PAGE EXTRACT:
*** Begin section ***

Here, we reinvestigate the structure of histone octamer helical tubes, first studied by Klug et al. more than 25 years ago (20), using electron microscopy and Fourier-Bessel methods (21). Their reconstruction provided valuable insights into the overall dimensions of the histone octamer, a rough assignment of core histone positions, and the potential superhelical wrapping surface for DNA. Here we reexamine the structure with the benefit of a modern method of iterative helical real-space reconstruction (IHRSR) (22) and knowledge of the x-ray structure of the histone octamer (4). Our aim was to build on earlier work, and identify the quaternary interactions within the helical tubes. Because octamers in the absence of DNA are known to form these helical tubes readily at high salt concentrations, there is a question of whether the associating surfaces present in these tubes bear any direct relevance to the structure of the chromatin fiber.

Although these helical tubes are well-ordered and therefore suitable for Fourier-Bessel reconstruction, the IHRSR approach still offers numerous advantages over its counterpart (23), i.e., the procedure is largely automated, and requires less user intervention. It can use more images to produce better averaging and resolution (especially when the signal/noise ratio is low). The segmentation of helices into short boxes compensates for long-range disorder and bending. Finally, helical symmetry is better determined iteratively, versus deciding a priori upon a symmetry based on an integer fraction.

Methods

Protein purification

The sample was prepared by methods similar to those described previously (24). Briefly, histone proteins were isolated from soluble chromatin prepared from chicken red blood cell nuclei. Free core histones were separated from DNA and linker histones via hydroxyapatite chromatography, and assembled into complete octamers by incubation with 2 M NaCl. Histone octamers were then isolated from excess dimers by Sephadex G-100 gel exclusion chromatography, and encouraged to form helices by double dialysis against a slowly exchanging gradient of 20–40% (NH₄)₂SO₄ during 2 weeks.

Negative stain microscopy

Precipitate was stabilized by the addition of 0.4% uranyl acetate and applied to glow-discharged carbon-coated grids, and washed twice with 0.2% uranyl acetate. Fifty micrographs were taken at 50,000 × magnification, using the minimum-dose technique (≤100 e⁻/Ų) on a Leo 912 transmission electron microscope (Zeiss, Oberkochen, Germany) operating at 120 kV with an in-column energy filter set for zero-loss imaging. We digitized SO-163 negatives at 4 Å/pixel with a Leafscan 45 scanner (Ilford Ltd., Cheshire, UK).

*** End section ***

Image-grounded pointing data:
*** Begin section ***

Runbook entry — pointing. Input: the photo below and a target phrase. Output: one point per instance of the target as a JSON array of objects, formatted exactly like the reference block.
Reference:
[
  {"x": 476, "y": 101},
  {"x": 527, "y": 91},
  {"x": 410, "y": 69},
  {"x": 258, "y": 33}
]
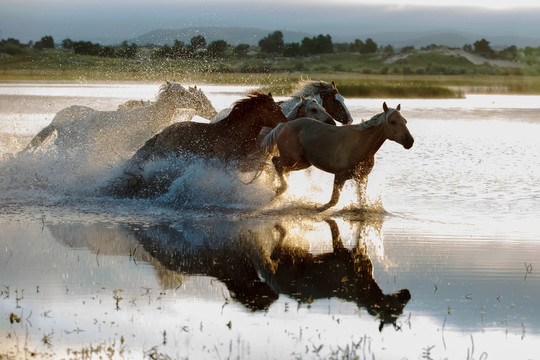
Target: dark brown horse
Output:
[
  {"x": 346, "y": 151},
  {"x": 230, "y": 140}
]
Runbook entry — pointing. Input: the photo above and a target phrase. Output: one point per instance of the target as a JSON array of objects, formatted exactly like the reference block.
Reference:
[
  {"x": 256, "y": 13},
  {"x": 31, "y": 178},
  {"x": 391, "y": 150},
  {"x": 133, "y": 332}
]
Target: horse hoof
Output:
[{"x": 323, "y": 208}]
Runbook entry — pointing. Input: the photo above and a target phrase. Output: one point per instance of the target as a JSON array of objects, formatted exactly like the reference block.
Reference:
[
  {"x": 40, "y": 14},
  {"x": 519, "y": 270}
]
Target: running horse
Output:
[
  {"x": 345, "y": 151},
  {"x": 230, "y": 140},
  {"x": 325, "y": 94},
  {"x": 124, "y": 131}
]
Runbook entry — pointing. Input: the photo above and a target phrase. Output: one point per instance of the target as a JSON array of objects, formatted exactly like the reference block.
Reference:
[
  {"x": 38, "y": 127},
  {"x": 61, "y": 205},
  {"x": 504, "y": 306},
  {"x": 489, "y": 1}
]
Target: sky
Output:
[{"x": 109, "y": 21}]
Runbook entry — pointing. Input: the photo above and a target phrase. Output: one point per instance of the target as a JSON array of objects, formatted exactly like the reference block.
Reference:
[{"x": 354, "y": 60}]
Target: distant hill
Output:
[
  {"x": 232, "y": 35},
  {"x": 251, "y": 36},
  {"x": 448, "y": 38}
]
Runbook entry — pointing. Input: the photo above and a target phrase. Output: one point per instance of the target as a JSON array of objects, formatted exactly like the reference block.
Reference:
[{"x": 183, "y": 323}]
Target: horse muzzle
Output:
[{"x": 407, "y": 142}]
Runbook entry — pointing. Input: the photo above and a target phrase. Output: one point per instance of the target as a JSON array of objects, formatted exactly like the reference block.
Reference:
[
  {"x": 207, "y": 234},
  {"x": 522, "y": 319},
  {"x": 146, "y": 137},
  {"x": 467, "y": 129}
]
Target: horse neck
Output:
[
  {"x": 371, "y": 138},
  {"x": 163, "y": 110},
  {"x": 242, "y": 127}
]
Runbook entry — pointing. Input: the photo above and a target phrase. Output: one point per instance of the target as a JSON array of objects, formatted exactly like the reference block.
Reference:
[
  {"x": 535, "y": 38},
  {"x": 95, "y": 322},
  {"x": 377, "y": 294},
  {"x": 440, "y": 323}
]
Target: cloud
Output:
[{"x": 111, "y": 21}]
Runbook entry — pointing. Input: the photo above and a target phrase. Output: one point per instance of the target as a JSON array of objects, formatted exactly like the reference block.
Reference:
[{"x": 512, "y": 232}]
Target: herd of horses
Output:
[{"x": 297, "y": 133}]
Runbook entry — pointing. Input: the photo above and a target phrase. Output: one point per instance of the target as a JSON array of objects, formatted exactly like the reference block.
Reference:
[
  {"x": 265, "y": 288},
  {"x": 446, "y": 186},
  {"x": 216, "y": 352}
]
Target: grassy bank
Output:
[{"x": 278, "y": 76}]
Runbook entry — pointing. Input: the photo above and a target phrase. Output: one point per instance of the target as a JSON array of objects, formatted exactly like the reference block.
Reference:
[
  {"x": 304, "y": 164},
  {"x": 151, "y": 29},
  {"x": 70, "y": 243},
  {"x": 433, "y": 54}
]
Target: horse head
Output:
[
  {"x": 391, "y": 307},
  {"x": 269, "y": 112},
  {"x": 334, "y": 104},
  {"x": 309, "y": 107},
  {"x": 176, "y": 96},
  {"x": 201, "y": 104},
  {"x": 395, "y": 127}
]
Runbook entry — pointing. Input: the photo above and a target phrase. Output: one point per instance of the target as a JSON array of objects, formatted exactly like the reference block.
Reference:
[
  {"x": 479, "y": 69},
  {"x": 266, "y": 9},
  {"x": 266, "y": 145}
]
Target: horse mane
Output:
[
  {"x": 292, "y": 114},
  {"x": 375, "y": 120},
  {"x": 308, "y": 87},
  {"x": 164, "y": 90},
  {"x": 245, "y": 106}
]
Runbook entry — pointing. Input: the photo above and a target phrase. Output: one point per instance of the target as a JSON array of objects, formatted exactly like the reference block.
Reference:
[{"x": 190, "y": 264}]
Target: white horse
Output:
[
  {"x": 325, "y": 93},
  {"x": 124, "y": 131}
]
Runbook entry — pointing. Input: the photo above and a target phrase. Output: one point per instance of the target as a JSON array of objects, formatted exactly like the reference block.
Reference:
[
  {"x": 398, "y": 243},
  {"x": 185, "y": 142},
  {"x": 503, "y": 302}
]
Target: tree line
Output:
[{"x": 271, "y": 45}]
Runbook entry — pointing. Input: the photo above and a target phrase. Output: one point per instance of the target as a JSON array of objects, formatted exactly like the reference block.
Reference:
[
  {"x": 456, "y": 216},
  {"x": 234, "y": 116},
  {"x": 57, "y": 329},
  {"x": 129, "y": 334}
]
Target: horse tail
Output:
[
  {"x": 146, "y": 152},
  {"x": 41, "y": 137},
  {"x": 269, "y": 142}
]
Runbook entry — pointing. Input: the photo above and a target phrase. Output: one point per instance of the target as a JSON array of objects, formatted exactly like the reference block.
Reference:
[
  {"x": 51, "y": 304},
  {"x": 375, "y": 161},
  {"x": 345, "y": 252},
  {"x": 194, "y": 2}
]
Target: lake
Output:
[{"x": 215, "y": 269}]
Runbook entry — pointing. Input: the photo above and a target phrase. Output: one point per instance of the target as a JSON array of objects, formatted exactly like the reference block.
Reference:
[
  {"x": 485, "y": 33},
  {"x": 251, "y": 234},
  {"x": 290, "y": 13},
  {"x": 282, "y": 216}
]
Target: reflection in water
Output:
[
  {"x": 343, "y": 273},
  {"x": 256, "y": 261}
]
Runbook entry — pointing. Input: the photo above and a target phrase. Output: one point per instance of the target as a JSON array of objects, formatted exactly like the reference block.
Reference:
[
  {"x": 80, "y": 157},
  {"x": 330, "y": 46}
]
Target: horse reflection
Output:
[
  {"x": 345, "y": 274},
  {"x": 255, "y": 277},
  {"x": 253, "y": 263}
]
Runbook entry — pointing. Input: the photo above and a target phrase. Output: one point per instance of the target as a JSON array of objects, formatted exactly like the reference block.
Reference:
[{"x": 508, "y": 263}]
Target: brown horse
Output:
[
  {"x": 346, "y": 151},
  {"x": 230, "y": 139}
]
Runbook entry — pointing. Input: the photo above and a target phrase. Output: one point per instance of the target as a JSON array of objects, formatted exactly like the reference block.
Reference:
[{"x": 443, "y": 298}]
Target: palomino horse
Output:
[
  {"x": 346, "y": 151},
  {"x": 231, "y": 139},
  {"x": 124, "y": 131}
]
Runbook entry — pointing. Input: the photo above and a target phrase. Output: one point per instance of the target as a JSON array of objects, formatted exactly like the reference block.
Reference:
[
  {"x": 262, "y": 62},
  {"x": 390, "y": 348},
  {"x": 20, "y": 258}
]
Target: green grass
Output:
[{"x": 357, "y": 75}]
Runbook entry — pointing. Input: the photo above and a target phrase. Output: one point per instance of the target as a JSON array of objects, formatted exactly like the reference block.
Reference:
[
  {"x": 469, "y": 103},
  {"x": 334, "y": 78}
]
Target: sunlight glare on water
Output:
[{"x": 198, "y": 271}]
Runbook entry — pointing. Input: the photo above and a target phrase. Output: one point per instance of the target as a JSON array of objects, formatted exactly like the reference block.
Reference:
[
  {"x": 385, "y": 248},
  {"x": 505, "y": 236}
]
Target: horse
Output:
[
  {"x": 326, "y": 94},
  {"x": 124, "y": 131},
  {"x": 342, "y": 273},
  {"x": 309, "y": 107},
  {"x": 194, "y": 98},
  {"x": 345, "y": 151},
  {"x": 229, "y": 140}
]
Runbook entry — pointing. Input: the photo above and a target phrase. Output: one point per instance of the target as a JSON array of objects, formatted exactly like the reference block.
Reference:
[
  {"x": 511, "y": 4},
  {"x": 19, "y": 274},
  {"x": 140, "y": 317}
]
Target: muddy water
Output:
[{"x": 214, "y": 269}]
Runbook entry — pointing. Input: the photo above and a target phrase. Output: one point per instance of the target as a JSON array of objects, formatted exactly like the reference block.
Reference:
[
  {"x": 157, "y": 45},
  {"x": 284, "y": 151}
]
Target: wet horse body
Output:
[
  {"x": 344, "y": 274},
  {"x": 346, "y": 151},
  {"x": 230, "y": 141},
  {"x": 123, "y": 131},
  {"x": 325, "y": 94}
]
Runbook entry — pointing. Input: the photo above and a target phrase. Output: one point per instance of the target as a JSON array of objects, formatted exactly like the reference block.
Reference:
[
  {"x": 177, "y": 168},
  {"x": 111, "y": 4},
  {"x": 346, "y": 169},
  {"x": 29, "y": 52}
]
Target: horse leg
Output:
[
  {"x": 284, "y": 166},
  {"x": 339, "y": 181},
  {"x": 278, "y": 165}
]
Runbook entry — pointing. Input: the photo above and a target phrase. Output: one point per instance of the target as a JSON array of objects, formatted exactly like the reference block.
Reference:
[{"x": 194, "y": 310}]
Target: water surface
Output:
[{"x": 201, "y": 271}]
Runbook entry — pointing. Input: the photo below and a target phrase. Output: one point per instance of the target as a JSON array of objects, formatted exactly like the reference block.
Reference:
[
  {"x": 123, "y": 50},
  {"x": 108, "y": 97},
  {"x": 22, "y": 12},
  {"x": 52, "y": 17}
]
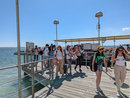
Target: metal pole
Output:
[
  {"x": 18, "y": 47},
  {"x": 33, "y": 80},
  {"x": 99, "y": 30},
  {"x": 56, "y": 35},
  {"x": 114, "y": 43}
]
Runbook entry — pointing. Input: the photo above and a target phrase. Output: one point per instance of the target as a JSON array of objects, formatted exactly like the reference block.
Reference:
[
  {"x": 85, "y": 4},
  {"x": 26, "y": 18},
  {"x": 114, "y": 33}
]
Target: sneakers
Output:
[
  {"x": 80, "y": 70},
  {"x": 98, "y": 89},
  {"x": 118, "y": 93}
]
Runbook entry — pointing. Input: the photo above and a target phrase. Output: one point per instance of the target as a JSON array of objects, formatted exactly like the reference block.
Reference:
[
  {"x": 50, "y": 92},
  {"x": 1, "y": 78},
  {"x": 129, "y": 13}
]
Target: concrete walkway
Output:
[{"x": 82, "y": 85}]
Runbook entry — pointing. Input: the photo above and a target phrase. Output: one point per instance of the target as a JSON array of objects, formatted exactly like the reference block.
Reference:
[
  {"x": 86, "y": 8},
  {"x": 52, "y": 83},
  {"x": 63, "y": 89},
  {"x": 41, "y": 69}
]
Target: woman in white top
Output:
[
  {"x": 68, "y": 53},
  {"x": 120, "y": 66},
  {"x": 59, "y": 54},
  {"x": 36, "y": 53}
]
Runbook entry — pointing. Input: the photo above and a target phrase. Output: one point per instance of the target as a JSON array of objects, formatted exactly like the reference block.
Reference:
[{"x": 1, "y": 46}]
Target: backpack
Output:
[
  {"x": 123, "y": 56},
  {"x": 96, "y": 64}
]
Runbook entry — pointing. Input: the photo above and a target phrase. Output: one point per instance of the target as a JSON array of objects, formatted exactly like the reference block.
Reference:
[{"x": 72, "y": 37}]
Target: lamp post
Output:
[
  {"x": 56, "y": 22},
  {"x": 18, "y": 47},
  {"x": 99, "y": 14}
]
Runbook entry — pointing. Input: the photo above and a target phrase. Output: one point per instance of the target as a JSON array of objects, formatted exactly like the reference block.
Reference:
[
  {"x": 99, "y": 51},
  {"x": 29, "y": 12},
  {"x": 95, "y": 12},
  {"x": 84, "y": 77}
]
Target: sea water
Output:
[{"x": 10, "y": 90}]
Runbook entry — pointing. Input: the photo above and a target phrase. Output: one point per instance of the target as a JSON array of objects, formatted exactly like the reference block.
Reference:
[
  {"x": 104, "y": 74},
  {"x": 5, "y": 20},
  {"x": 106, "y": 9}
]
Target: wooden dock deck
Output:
[{"x": 82, "y": 85}]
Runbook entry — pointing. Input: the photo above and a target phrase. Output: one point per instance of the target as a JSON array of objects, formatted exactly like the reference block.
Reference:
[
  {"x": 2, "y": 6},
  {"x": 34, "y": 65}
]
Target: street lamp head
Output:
[
  {"x": 56, "y": 22},
  {"x": 99, "y": 14}
]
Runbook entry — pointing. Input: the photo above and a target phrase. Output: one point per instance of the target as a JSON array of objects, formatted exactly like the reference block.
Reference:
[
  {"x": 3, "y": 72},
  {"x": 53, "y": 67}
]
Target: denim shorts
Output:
[{"x": 100, "y": 68}]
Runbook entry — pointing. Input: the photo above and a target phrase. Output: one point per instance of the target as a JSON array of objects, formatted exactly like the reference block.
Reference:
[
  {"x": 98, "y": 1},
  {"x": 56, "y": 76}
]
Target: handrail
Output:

*** End section ***

EXERCISES TO COMPLETE:
a) In the histone octamer excerpt, how long did the double dialysis against the ammonium sulfate gradient last?
b) Please rewrite the paragraph of the histone octamer excerpt that begins "Although these helical tubes are well-ordered" as a short list, keeping its main facts.

RESPONSES PER TASK:
a) 2 weeks.

b)
The tubes are well-ordered enough for Fourier-Bessel reconstruction, but IHRSR still has these advantages:
- It is largely automated and needs less user intervention.
- It can use more images, giving better averaging and resolution, especially at a low signal/noise ratio.
- Segmenting helices into short boxes compensates for long-range disorder and bending.
- Helical symmetry is determined iteratively instead of being fixed beforehand from an integer fraction.